Reproduce the entries below in full, word for word.

## begin Source records

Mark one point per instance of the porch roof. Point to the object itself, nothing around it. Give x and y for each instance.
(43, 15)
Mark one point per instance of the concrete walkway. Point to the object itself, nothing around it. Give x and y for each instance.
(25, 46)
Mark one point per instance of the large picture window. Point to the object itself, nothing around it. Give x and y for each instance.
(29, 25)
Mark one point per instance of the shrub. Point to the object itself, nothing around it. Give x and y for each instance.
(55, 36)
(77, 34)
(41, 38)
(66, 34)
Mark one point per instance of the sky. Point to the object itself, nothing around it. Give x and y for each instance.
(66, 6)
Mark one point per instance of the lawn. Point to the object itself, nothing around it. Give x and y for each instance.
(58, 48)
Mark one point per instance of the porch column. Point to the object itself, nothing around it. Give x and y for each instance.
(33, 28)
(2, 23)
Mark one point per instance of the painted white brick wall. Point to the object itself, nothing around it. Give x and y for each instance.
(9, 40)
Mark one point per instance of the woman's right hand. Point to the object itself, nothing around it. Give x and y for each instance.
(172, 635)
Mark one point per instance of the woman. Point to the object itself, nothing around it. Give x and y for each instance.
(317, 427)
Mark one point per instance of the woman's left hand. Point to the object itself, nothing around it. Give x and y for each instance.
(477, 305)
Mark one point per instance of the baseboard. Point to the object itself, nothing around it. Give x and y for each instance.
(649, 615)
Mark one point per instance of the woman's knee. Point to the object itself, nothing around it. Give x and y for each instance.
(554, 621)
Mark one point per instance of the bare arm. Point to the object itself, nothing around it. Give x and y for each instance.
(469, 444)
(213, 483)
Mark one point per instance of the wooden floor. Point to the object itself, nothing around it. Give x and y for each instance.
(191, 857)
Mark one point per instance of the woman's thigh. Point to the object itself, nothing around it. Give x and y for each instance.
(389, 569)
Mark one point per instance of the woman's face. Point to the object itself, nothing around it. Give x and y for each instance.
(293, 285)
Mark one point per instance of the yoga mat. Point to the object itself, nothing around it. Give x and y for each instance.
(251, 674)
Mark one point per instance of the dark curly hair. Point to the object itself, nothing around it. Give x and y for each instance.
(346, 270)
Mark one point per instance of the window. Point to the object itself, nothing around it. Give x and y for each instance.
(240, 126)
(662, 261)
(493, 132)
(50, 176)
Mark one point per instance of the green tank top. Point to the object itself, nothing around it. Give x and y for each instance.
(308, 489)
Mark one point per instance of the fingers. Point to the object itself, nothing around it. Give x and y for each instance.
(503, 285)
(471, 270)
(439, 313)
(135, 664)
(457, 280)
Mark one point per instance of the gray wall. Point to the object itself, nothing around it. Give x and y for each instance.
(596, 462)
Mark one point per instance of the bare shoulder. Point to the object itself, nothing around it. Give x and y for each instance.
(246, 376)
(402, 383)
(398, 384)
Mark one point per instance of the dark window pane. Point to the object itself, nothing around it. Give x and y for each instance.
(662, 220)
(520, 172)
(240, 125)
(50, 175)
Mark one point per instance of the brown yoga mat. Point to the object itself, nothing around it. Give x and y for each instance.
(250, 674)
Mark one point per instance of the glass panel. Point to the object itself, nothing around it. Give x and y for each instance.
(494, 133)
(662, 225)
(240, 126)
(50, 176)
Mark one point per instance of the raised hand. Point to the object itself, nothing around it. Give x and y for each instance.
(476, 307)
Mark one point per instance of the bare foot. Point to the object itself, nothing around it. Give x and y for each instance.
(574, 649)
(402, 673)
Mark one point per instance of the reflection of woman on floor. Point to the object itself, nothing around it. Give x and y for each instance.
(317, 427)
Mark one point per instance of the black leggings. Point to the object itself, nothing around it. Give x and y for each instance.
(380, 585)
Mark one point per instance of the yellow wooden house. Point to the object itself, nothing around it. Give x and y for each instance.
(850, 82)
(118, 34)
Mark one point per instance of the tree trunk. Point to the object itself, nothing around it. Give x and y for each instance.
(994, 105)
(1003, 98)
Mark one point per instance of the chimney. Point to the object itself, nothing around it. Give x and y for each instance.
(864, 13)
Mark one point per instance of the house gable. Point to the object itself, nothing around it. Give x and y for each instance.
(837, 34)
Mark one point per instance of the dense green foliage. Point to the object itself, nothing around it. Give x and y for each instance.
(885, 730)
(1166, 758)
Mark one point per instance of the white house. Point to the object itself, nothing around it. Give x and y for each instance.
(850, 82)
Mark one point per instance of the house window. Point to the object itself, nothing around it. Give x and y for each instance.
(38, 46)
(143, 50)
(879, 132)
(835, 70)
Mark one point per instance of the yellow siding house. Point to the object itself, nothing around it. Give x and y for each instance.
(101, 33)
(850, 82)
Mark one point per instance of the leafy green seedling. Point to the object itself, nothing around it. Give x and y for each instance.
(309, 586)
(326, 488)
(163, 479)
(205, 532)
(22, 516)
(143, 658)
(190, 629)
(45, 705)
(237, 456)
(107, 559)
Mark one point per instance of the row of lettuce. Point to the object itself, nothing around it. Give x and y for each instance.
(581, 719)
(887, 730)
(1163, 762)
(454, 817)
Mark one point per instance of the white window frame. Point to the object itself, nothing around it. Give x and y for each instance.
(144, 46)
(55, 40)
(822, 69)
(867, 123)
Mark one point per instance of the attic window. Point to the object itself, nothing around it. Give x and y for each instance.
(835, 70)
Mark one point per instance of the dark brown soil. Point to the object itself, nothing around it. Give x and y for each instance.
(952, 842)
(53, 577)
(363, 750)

## end Source records

_Task result_.
Mark one point per instance of the porch roof. Point to the object itself, nothing around it. Give x and y for each instance.
(43, 15)
Mark one point per instance of the concrete walkway. Point to the object itself, nothing around it. Give x and y for each instance.
(25, 46)
Mark one point per instance of the large picture window. Point to the object itself, nothing around it. Give x and y for each instance.
(29, 25)
Mark one point per instance of the shrub. Point to the object itself, nothing around it. Give x and y for each instance.
(55, 36)
(77, 34)
(41, 38)
(66, 34)
Mark one point per instance of the sky. Point to the object itself, nothing around it. Give x and y for each instance.
(66, 6)
Mark one point per instance of the lawn. Point to the object itself, nothing around it. Give x and y for each instance.
(58, 48)
Mark one point per instance of the porch column. Point to the object itself, nothing around it. Give x and y for each instance.
(33, 28)
(2, 23)
Mark one point per instance of the painted white brick wall. Point to the object itself, nothing around it. Give x and y for each instance.
(9, 40)
Mark one point per instance of the woman's right hand. Point to the object itself, nothing around it. Give x and y for each instance.
(172, 635)
Mark one point per instance of the woman. Point to the object itself, nothing around it. Give x and y for each instance.
(317, 427)
Mark one point per instance of the woman's left hand. Point to the object itself, nothing around it. Give x and y for each instance.
(477, 305)
Mark one point per instance of the baseboard. Point to the object itself, nothing around it. Give x and y for each instance.
(649, 615)
Mark one point per instance of the woman's knee. Point to the object itself, nothing around it. Give x and y for each instance.
(554, 621)
Mark one point per instance of the bare arm. Point to the object itself, nothing around it. Give x and y for each instance.
(469, 444)
(213, 483)
Mark one point per instance of the wooden floor. Point to the object itself, nothing around it. Give x and y for each instance.
(191, 857)
Mark one point per instance of the woman's thigh. Point to the object itself, nothing around it. Give x and y for each instance.
(389, 569)
Mark one point per instance of the woman's face. Point to the object itself, nothing around it. Give x and y for each instance.
(293, 285)
Mark one point per instance of the yoga mat. Point to the object itself, nothing around it. Give x and y for each instance.
(251, 674)
Mark one point per instance of the dark curly hair. Point to the object itself, nothing around it. Give x and y for each instance.
(346, 270)
Mark one point per instance of the window. Point to the object itself, nothing around it. Give x and y for each instance.
(240, 126)
(662, 261)
(493, 132)
(50, 176)
Mark one point per instance of the green tank top. Point to the object itself, nothing around it. Give x and y for each instance.
(308, 489)
Mark one point per instance of the fingers. Point to the object itself, nothing around it. Give x and y for each instance.
(503, 285)
(471, 270)
(439, 313)
(135, 664)
(457, 280)
Mark one point per instance of the gray wall. Point to the object itself, nothing around it. Give x and y for each instance.
(596, 462)
Mark one point per instance of the bare shoulder. Point to the object itself, nothing around it. Give x and y for each instance.
(246, 376)
(402, 383)
(398, 384)
Mark one point per instance of the dark window pane. Point to the object itself, nothing around it. Give x and y for each instance.
(662, 220)
(520, 172)
(240, 125)
(50, 175)
Mark one point per instance of the brown yoga mat. Point to the object itself, nothing around it. Give x and y for each instance.
(250, 674)
Mark one point per instance of the glass panel. Point to the object itself, nothing around it. Give x and y for each instance.
(494, 133)
(662, 225)
(240, 126)
(50, 176)
Mark one point per instance of the raised hand. Point to the object itself, nothing around it. Give x and y for each instance.
(476, 307)
Mark one point per instance of the bare foot. Point to the object itself, nothing around it. Give x and y for each instance.
(574, 649)
(402, 673)
Mark one point per instance of the reflection of woman on floor. Point to the object itself, nothing around it. Give x and y for each instance.
(317, 427)
Mark one point per instance of the black leggings. Point to the object itself, nothing around it. Give x and y for each instance.
(380, 585)
Mark one point per instance of the yellow wooden house. Point to the object itself, nothing around it. Give x and y for each instance.
(850, 82)
(118, 34)
Mark one point per instance of the tree trunk. Point to the object itself, nothing around it. Give x and y for each instance.
(994, 105)
(1003, 98)
Mark one point per instance of the chimney. Point to the object itself, nothing around it. Give x and y for each instance.
(864, 13)
Mark one point per instance of the house gable. Point to the object itself, nothing around it. Give x and y for each instance.
(837, 34)
Mark one point per instance of the dense green foliage. Point to the object itself, nothing around it. Give x and y for each instance.
(885, 730)
(1166, 758)
Mark one point per instance of the white house. Point to the object itself, nothing around it. Give x and y for each instance.
(850, 82)
Mark one point per instance of the house window. Point to the object itself, nothing around it. Give x and y for each instance.
(38, 46)
(143, 50)
(879, 132)
(835, 70)
Mark one point per instance of the yellow siding house. Point to the object itself, nothing around it. Give x and y for each instance.
(101, 33)
(850, 82)
Mark one point per instance of the leafy green seedling. Point to the object itself, nothing around it. Give x and y for each instance.
(309, 586)
(326, 488)
(163, 479)
(205, 532)
(22, 516)
(143, 658)
(190, 629)
(45, 705)
(237, 456)
(107, 559)
Mark one point per instance of the row of lettuce. Point to the object itself, nothing around it. Give x and y for each instance.
(581, 719)
(887, 730)
(1163, 762)
(454, 817)
Mark one point per instance of the white window frame. Point to the object itself, nothing around it. Give x and y for each instance.
(144, 46)
(55, 40)
(822, 69)
(867, 123)
Mark one point per instance of the attic window. Point to the object itself, nothing around it. Give x and y for each instance.
(835, 70)
Mark one point per instance of the dark brown soil. Point to the object itself, nothing around it. Give x and y for each instance.
(952, 842)
(53, 577)
(363, 750)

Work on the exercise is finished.